ZU ERLEDIGENDE AUFGABEN -
a. Beantworte anhand des Textes über Johannes von Saaz, welche Tiere Henslin und seine Frau auf ihrem Weg mitführten.
b. Gib den Abschnitt des Textes über Johannes von Saaz von „So machten sich“ bis „es war Schüttwa.“ unverändert zurück.

VORLIEGENDER TEXT -
###
Zum Gedächtnis dem Dichter Johannes von Saaz dem Verfasser des Streitgespräches : „Der Ackermann und der Tod “ des bedeutendsten Prosawerkes des deutschen Humanismus aus dem Jahre 1400.
So stand es auf einer Gedenktafel die im Herbst 1921 am Rathaus in Saaz angebracht, aber 1935 auf Anordnung der tschechischen Regierung in Prag entfernt werden musste. Von seinen zahlreichen Schriftsätzen, dem Stadtbuch mit den Aufzeichnungen aller wirtschaftlichen und rechtlichen Vorkommnisse, Ratsbeschlüssen, Urkunden, Steuerberichten, wichtigen Briefen, Kaufabschlüsse, die er in seiner beinahe dreißigjährigen Tätigkeit als Stadtschreiber, Stadtnotar, Rechtspfleger und Rektor der Lateinschule in Saaz verfasst hat ist nach den furchtbaren Hussitenkriegen (1419 – 1436) fast nichts der Nachwelt erhalten geblieben. Selbst seine Biografie ist sehr lückenhaft.
Weder das Geburts- noch das Todesdatum sind bekannt. Wahrscheinlich wurde Johannes im Juli 1359 in Schüttwa (Sitbor / Sytbor) einem kleinen Ort etwa 2 km südwestlich von Ronsperg (heute Pobezovice) bei Bischofteinitz (Horsovsky Tyn) als erstes Kind der Eheleute Henslin geboren.
Das ist belegt durch einen Bericht, dass er an einem heißen Tag im Ährenschnitt zur Welt kam. Nach vorliegenden Überlieferungen stammen seine Eltern aus der Oberpfalz. Sein Vater war als zweitgeborener Sohn mit seiner Frau bei seinem Bruder beschäftigt, aber die Ernteerträge reichten nicht aus, um neben dem „Ausgedinge“ für den Altbauern noch die Familie seines Bruders ernähren zu können.
Nach einer Empfehlung des Klosters in Waldsassen, das zu dieser Zeit den Zisterziensern gehörte sollten sie nach Tepl ziehen. Kaiser Karl der IV. (1346 – 1378), dem Böhmen sehr viel zu verdanken hat, schenkte dem Kloster Tepl Grundbesitz, das neuen Siedlern zur Verfügung gestellt wird, wenn sie bereit waren die Waldflächen zu roden und in Ackerflächen zu verwandeln. Von den dort ansässigen Mönchen würden die Neusiedler unterstützt und auch den Winter über mit Lebensmittel versorgt werden.
So machten sich die jungen Leute, Henslin mit seiner Frau im Herbst 1358 auf den Weg. Sie führten eine Kuh und eine Ziege mit, beladen mit einem Sack Saatgut und einer Truhe mit Werkzeugen und etwas Hausrat. Der Fußmarsch war sehr beschwerlich und führte über den Oberpfälzer Wald und unwegsamen Gelände über den Böhmerwald. Durch die großen Anstrengungen und Beschwernissen und einer Fußverletzung der Frau, die nicht mehr weiter laufen konnte mussten sie aus Erschöpfung eine größere Rast einlegen. Ihr Mann fand auf der Suche nach Hilfe eine kleine Siedlung in der Nähe, es war Schüttwa.
###
DATENSÄTZE -

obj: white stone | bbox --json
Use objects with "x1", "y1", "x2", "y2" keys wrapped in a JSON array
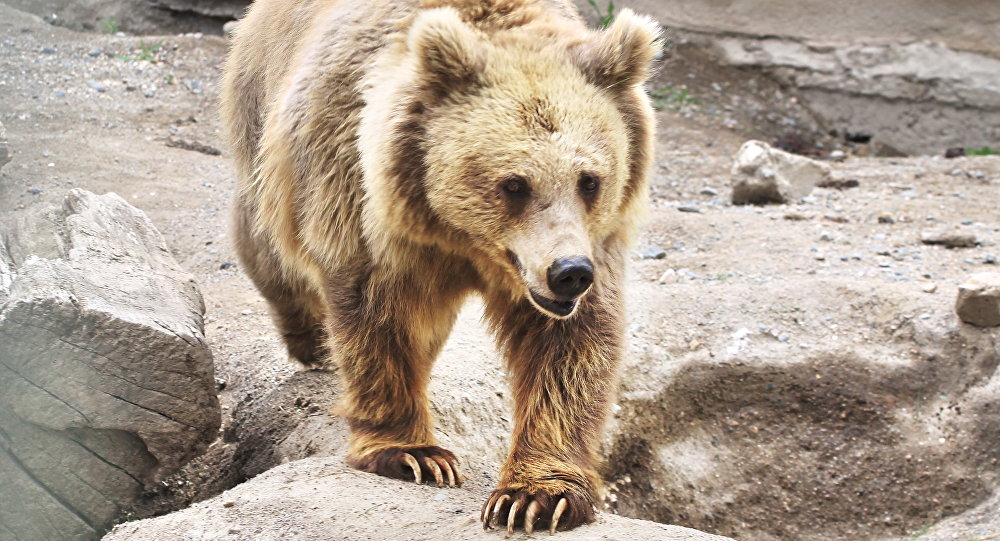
[{"x1": 731, "y1": 140, "x2": 830, "y2": 205}]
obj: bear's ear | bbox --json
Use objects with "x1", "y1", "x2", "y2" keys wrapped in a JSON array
[
  {"x1": 409, "y1": 8, "x2": 485, "y2": 89},
  {"x1": 570, "y1": 9, "x2": 663, "y2": 88}
]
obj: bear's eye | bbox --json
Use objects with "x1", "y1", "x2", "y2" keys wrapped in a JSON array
[
  {"x1": 500, "y1": 175, "x2": 531, "y2": 197},
  {"x1": 579, "y1": 173, "x2": 601, "y2": 197}
]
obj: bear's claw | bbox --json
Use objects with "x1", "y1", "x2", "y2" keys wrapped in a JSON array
[
  {"x1": 352, "y1": 445, "x2": 465, "y2": 488},
  {"x1": 479, "y1": 490, "x2": 594, "y2": 534}
]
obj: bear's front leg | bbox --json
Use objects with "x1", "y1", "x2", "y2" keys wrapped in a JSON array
[
  {"x1": 480, "y1": 279, "x2": 622, "y2": 533},
  {"x1": 328, "y1": 265, "x2": 464, "y2": 487}
]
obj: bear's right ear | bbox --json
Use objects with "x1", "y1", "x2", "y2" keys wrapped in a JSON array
[
  {"x1": 570, "y1": 9, "x2": 663, "y2": 88},
  {"x1": 408, "y1": 8, "x2": 486, "y2": 89}
]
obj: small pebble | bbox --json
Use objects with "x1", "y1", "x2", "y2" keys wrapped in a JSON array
[
  {"x1": 657, "y1": 269, "x2": 679, "y2": 284},
  {"x1": 639, "y1": 246, "x2": 667, "y2": 259}
]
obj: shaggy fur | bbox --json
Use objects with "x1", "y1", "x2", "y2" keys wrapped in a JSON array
[{"x1": 222, "y1": 0, "x2": 658, "y2": 528}]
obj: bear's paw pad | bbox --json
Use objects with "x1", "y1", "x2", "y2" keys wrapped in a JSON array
[
  {"x1": 357, "y1": 445, "x2": 465, "y2": 488},
  {"x1": 479, "y1": 488, "x2": 594, "y2": 534}
]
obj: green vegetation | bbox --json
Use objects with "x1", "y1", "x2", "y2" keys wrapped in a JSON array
[
  {"x1": 100, "y1": 19, "x2": 122, "y2": 34},
  {"x1": 965, "y1": 147, "x2": 1000, "y2": 156},
  {"x1": 649, "y1": 86, "x2": 701, "y2": 109},
  {"x1": 117, "y1": 40, "x2": 163, "y2": 64},
  {"x1": 587, "y1": 0, "x2": 615, "y2": 28}
]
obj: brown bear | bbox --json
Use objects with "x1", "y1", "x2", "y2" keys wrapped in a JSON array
[{"x1": 221, "y1": 0, "x2": 660, "y2": 532}]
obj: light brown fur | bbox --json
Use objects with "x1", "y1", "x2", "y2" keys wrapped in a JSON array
[{"x1": 222, "y1": 0, "x2": 657, "y2": 527}]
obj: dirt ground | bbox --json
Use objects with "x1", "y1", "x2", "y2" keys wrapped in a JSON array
[{"x1": 0, "y1": 3, "x2": 1000, "y2": 540}]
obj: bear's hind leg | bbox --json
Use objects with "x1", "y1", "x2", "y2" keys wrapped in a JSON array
[
  {"x1": 328, "y1": 259, "x2": 467, "y2": 486},
  {"x1": 232, "y1": 198, "x2": 328, "y2": 368}
]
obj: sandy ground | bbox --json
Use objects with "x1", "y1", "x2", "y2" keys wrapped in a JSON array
[{"x1": 0, "y1": 3, "x2": 1000, "y2": 539}]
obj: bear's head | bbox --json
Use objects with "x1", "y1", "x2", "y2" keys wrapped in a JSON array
[{"x1": 361, "y1": 8, "x2": 659, "y2": 318}]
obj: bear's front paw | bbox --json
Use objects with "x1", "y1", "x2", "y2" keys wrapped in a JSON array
[
  {"x1": 349, "y1": 445, "x2": 464, "y2": 487},
  {"x1": 479, "y1": 488, "x2": 594, "y2": 534}
]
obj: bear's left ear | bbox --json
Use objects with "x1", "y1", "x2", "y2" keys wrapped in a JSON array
[
  {"x1": 570, "y1": 9, "x2": 663, "y2": 88},
  {"x1": 408, "y1": 8, "x2": 486, "y2": 89}
]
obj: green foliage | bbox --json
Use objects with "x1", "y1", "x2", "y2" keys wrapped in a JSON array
[
  {"x1": 965, "y1": 147, "x2": 1000, "y2": 156},
  {"x1": 101, "y1": 19, "x2": 122, "y2": 34},
  {"x1": 587, "y1": 0, "x2": 615, "y2": 28},
  {"x1": 649, "y1": 86, "x2": 701, "y2": 109},
  {"x1": 118, "y1": 40, "x2": 163, "y2": 64}
]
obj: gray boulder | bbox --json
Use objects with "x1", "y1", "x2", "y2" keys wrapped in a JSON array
[
  {"x1": 104, "y1": 457, "x2": 728, "y2": 541},
  {"x1": 0, "y1": 190, "x2": 220, "y2": 539},
  {"x1": 0, "y1": 122, "x2": 10, "y2": 168}
]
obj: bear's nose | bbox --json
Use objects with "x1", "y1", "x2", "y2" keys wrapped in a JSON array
[{"x1": 548, "y1": 257, "x2": 594, "y2": 298}]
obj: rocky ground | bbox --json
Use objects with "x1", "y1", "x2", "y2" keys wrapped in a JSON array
[{"x1": 0, "y1": 3, "x2": 1000, "y2": 540}]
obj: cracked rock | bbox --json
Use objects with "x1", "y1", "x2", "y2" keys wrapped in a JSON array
[{"x1": 0, "y1": 190, "x2": 220, "y2": 539}]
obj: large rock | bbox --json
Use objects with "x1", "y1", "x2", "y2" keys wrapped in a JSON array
[
  {"x1": 0, "y1": 190, "x2": 220, "y2": 539},
  {"x1": 104, "y1": 458, "x2": 727, "y2": 541},
  {"x1": 0, "y1": 122, "x2": 10, "y2": 168},
  {"x1": 955, "y1": 272, "x2": 1000, "y2": 327},
  {"x1": 604, "y1": 274, "x2": 1000, "y2": 541},
  {"x1": 732, "y1": 141, "x2": 830, "y2": 205}
]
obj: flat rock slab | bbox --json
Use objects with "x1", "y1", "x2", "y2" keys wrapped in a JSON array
[
  {"x1": 104, "y1": 457, "x2": 729, "y2": 541},
  {"x1": 0, "y1": 190, "x2": 220, "y2": 539}
]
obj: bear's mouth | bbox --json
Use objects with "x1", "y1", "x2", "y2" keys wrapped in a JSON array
[{"x1": 528, "y1": 289, "x2": 576, "y2": 318}]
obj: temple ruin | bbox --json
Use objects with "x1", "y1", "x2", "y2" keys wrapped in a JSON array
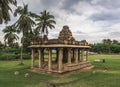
[{"x1": 29, "y1": 26, "x2": 91, "y2": 74}]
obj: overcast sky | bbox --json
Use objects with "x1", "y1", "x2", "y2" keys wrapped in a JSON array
[{"x1": 0, "y1": 0, "x2": 120, "y2": 43}]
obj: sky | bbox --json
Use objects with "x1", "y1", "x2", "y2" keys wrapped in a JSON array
[{"x1": 0, "y1": 0, "x2": 120, "y2": 43}]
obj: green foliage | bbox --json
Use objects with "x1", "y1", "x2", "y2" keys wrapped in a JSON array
[
  {"x1": 90, "y1": 39, "x2": 120, "y2": 54},
  {"x1": 3, "y1": 26, "x2": 19, "y2": 47},
  {"x1": 0, "y1": 0, "x2": 17, "y2": 24},
  {"x1": 0, "y1": 55, "x2": 120, "y2": 87},
  {"x1": 0, "y1": 48, "x2": 31, "y2": 60}
]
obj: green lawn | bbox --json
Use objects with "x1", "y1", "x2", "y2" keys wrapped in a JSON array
[{"x1": 0, "y1": 55, "x2": 120, "y2": 87}]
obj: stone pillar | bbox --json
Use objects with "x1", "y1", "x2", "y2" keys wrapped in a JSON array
[
  {"x1": 81, "y1": 49, "x2": 84, "y2": 61},
  {"x1": 38, "y1": 48, "x2": 42, "y2": 69},
  {"x1": 48, "y1": 48, "x2": 52, "y2": 71},
  {"x1": 68, "y1": 48, "x2": 71, "y2": 64},
  {"x1": 75, "y1": 48, "x2": 78, "y2": 63},
  {"x1": 31, "y1": 48, "x2": 35, "y2": 69},
  {"x1": 72, "y1": 49, "x2": 75, "y2": 62},
  {"x1": 58, "y1": 48, "x2": 63, "y2": 72},
  {"x1": 86, "y1": 49, "x2": 89, "y2": 61}
]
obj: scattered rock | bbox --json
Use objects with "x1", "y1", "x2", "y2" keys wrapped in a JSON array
[
  {"x1": 94, "y1": 59, "x2": 101, "y2": 62},
  {"x1": 25, "y1": 73, "x2": 30, "y2": 78},
  {"x1": 14, "y1": 71, "x2": 20, "y2": 75}
]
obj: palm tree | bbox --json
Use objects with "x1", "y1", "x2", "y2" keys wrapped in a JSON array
[
  {"x1": 3, "y1": 26, "x2": 19, "y2": 47},
  {"x1": 36, "y1": 10, "x2": 56, "y2": 35},
  {"x1": 14, "y1": 4, "x2": 35, "y2": 64},
  {"x1": 0, "y1": 0, "x2": 17, "y2": 24}
]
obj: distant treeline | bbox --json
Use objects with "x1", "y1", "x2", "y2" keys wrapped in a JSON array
[{"x1": 90, "y1": 39, "x2": 120, "y2": 53}]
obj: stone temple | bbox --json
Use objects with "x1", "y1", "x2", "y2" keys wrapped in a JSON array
[{"x1": 29, "y1": 26, "x2": 92, "y2": 74}]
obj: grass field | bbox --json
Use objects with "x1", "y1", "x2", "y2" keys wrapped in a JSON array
[{"x1": 0, "y1": 55, "x2": 120, "y2": 87}]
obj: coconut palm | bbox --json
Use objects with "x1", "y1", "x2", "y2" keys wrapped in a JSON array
[
  {"x1": 14, "y1": 4, "x2": 35, "y2": 64},
  {"x1": 3, "y1": 26, "x2": 19, "y2": 47},
  {"x1": 0, "y1": 0, "x2": 17, "y2": 24},
  {"x1": 36, "y1": 10, "x2": 56, "y2": 35}
]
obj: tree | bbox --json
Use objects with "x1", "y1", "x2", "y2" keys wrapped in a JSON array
[
  {"x1": 3, "y1": 26, "x2": 19, "y2": 47},
  {"x1": 0, "y1": 0, "x2": 17, "y2": 24},
  {"x1": 36, "y1": 10, "x2": 56, "y2": 36},
  {"x1": 14, "y1": 4, "x2": 35, "y2": 64}
]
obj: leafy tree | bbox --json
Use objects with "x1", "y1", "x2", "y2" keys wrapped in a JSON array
[
  {"x1": 14, "y1": 4, "x2": 35, "y2": 64},
  {"x1": 0, "y1": 0, "x2": 17, "y2": 24},
  {"x1": 3, "y1": 26, "x2": 19, "y2": 47},
  {"x1": 35, "y1": 10, "x2": 56, "y2": 36}
]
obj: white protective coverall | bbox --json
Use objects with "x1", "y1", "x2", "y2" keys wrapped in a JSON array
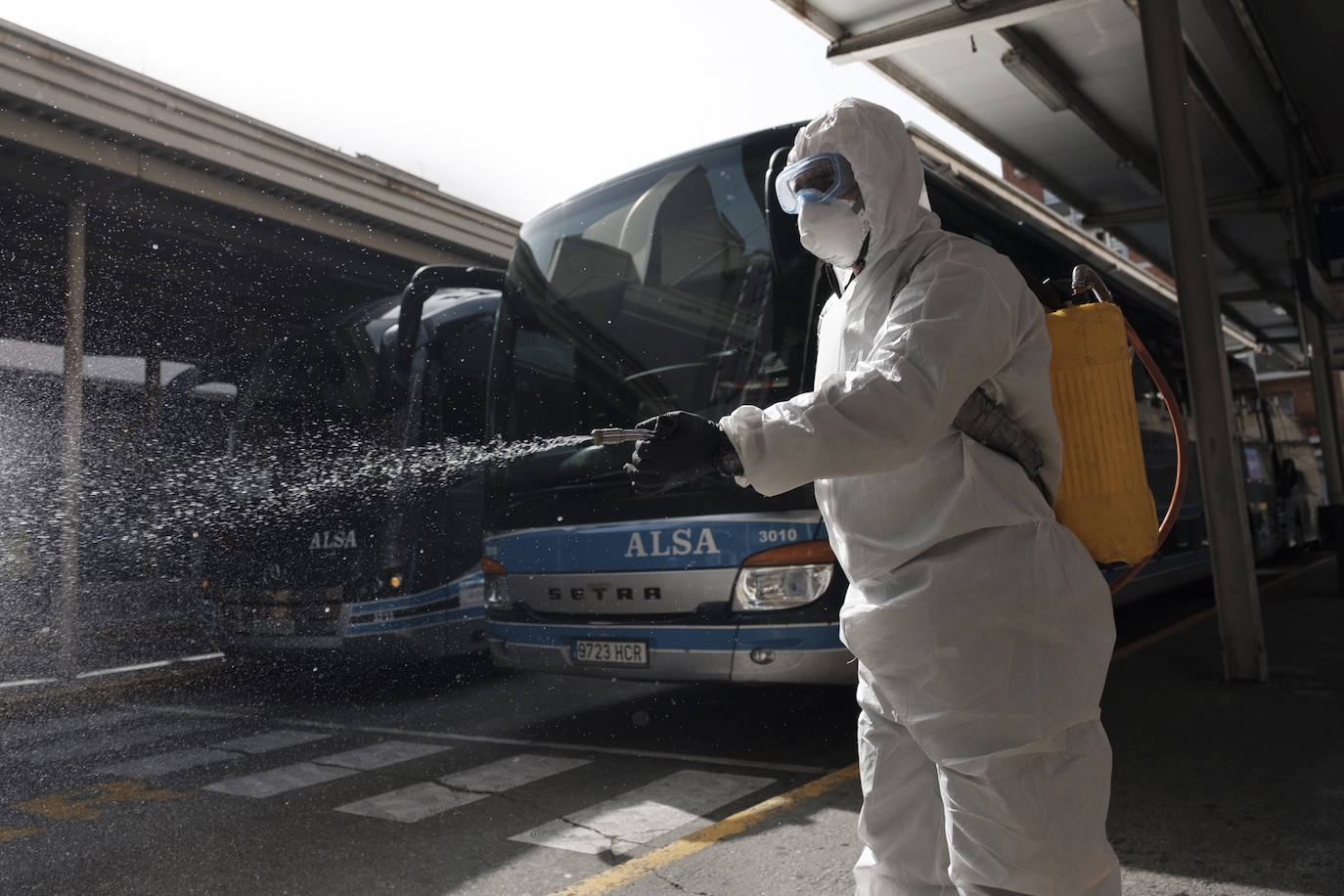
[{"x1": 720, "y1": 100, "x2": 1120, "y2": 896}]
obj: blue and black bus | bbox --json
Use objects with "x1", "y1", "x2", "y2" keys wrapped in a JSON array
[
  {"x1": 197, "y1": 266, "x2": 503, "y2": 657},
  {"x1": 482, "y1": 125, "x2": 1312, "y2": 684}
]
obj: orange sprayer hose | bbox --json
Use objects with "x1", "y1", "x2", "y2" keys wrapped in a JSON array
[{"x1": 1110, "y1": 321, "x2": 1189, "y2": 594}]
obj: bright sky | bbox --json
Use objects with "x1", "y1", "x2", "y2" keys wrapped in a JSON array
[{"x1": 0, "y1": 0, "x2": 999, "y2": 220}]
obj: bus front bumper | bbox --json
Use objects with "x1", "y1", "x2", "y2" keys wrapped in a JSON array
[{"x1": 486, "y1": 619, "x2": 856, "y2": 685}]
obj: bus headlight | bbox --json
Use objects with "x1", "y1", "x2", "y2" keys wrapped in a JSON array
[
  {"x1": 733, "y1": 541, "x2": 836, "y2": 611},
  {"x1": 481, "y1": 558, "x2": 514, "y2": 605}
]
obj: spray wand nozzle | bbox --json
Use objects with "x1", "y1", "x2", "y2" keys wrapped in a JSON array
[{"x1": 592, "y1": 428, "x2": 653, "y2": 446}]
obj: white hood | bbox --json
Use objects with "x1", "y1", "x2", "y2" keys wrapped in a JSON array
[{"x1": 789, "y1": 98, "x2": 938, "y2": 260}]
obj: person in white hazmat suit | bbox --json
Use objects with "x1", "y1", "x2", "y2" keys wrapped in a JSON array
[{"x1": 626, "y1": 100, "x2": 1120, "y2": 896}]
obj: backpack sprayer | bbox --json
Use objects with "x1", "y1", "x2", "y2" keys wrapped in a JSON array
[
  {"x1": 1046, "y1": 265, "x2": 1188, "y2": 594},
  {"x1": 592, "y1": 265, "x2": 1188, "y2": 594}
]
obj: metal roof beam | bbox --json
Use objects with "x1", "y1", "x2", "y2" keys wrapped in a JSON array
[
  {"x1": 1083, "y1": 190, "x2": 1287, "y2": 227},
  {"x1": 999, "y1": 28, "x2": 1277, "y2": 289},
  {"x1": 1218, "y1": 295, "x2": 1297, "y2": 305},
  {"x1": 827, "y1": 0, "x2": 1096, "y2": 64},
  {"x1": 1203, "y1": 0, "x2": 1329, "y2": 173},
  {"x1": 1186, "y1": 43, "x2": 1279, "y2": 187},
  {"x1": 1083, "y1": 166, "x2": 1344, "y2": 227}
]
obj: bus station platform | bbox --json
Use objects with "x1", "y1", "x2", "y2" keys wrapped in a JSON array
[{"x1": 599, "y1": 557, "x2": 1344, "y2": 896}]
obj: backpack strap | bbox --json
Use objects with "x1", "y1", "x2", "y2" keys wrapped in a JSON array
[{"x1": 952, "y1": 385, "x2": 1055, "y2": 505}]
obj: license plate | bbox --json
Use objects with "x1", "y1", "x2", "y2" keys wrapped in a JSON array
[
  {"x1": 251, "y1": 619, "x2": 294, "y2": 636},
  {"x1": 574, "y1": 641, "x2": 650, "y2": 666}
]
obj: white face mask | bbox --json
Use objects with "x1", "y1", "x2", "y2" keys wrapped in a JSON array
[{"x1": 798, "y1": 201, "x2": 869, "y2": 267}]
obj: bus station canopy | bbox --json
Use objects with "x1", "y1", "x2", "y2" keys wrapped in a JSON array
[{"x1": 776, "y1": 0, "x2": 1344, "y2": 368}]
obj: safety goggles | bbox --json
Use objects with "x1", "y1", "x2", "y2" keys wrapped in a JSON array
[{"x1": 774, "y1": 152, "x2": 858, "y2": 215}]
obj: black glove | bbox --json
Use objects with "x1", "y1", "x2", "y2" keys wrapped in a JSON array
[{"x1": 625, "y1": 411, "x2": 741, "y2": 493}]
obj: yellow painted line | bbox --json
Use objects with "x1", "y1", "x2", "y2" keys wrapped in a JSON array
[
  {"x1": 551, "y1": 763, "x2": 859, "y2": 896},
  {"x1": 0, "y1": 828, "x2": 42, "y2": 843},
  {"x1": 12, "y1": 781, "x2": 190, "y2": 821}
]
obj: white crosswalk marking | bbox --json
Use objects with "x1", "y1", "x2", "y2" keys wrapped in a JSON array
[
  {"x1": 336, "y1": 753, "x2": 589, "y2": 824},
  {"x1": 211, "y1": 728, "x2": 331, "y2": 752},
  {"x1": 336, "y1": 781, "x2": 489, "y2": 824},
  {"x1": 510, "y1": 771, "x2": 774, "y2": 856},
  {"x1": 439, "y1": 752, "x2": 590, "y2": 794},
  {"x1": 313, "y1": 740, "x2": 452, "y2": 771},
  {"x1": 204, "y1": 762, "x2": 359, "y2": 799},
  {"x1": 98, "y1": 747, "x2": 238, "y2": 778}
]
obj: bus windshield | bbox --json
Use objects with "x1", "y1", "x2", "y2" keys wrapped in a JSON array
[
  {"x1": 234, "y1": 305, "x2": 396, "y2": 447},
  {"x1": 499, "y1": 132, "x2": 811, "y2": 439}
]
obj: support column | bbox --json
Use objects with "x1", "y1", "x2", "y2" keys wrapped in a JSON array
[
  {"x1": 1139, "y1": 0, "x2": 1269, "y2": 681},
  {"x1": 57, "y1": 198, "x2": 87, "y2": 677}
]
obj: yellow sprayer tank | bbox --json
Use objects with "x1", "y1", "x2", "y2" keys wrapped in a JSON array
[{"x1": 1046, "y1": 302, "x2": 1157, "y2": 564}]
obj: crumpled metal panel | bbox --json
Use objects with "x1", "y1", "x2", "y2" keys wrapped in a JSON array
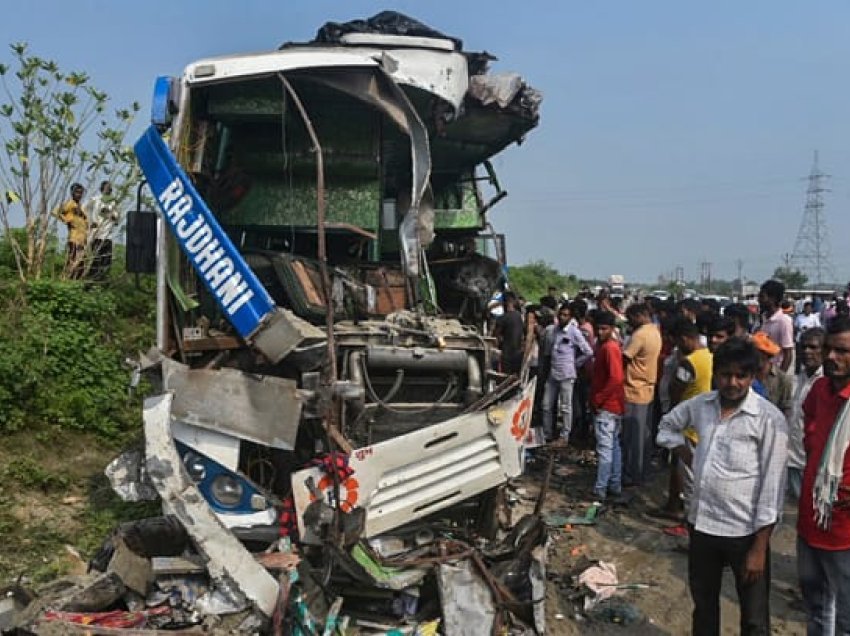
###
ERWARTETE ERGEBNISSE -
a. Eine Kuh und eine Ziege.

b.
So machten sich die jungen Leute, Henslin mit seiner Frau im Herbst 1358 auf den Weg. Sie führten eine Kuh und eine Ziege mit, beladen mit einem Sack Saatgut und einer Truhe mit Werkzeugen und etwas Hausrat. Der Fußmarsch war sehr beschwerlich und führte über den Oberpfälzer Wald und unwegsamen Gelände über den Böhmerwald. Durch die großen Anstrengungen und Beschwernissen und einer Fußverletzung der Frau, die nicht mehr weiter laufen konnte mussten sie aus Erschöpfung eine größere Rast einlegen. Ihr Mann fand auf der Suche nach Hilfe eine kleine Siedlung in der Nähe, es war Schüttwa.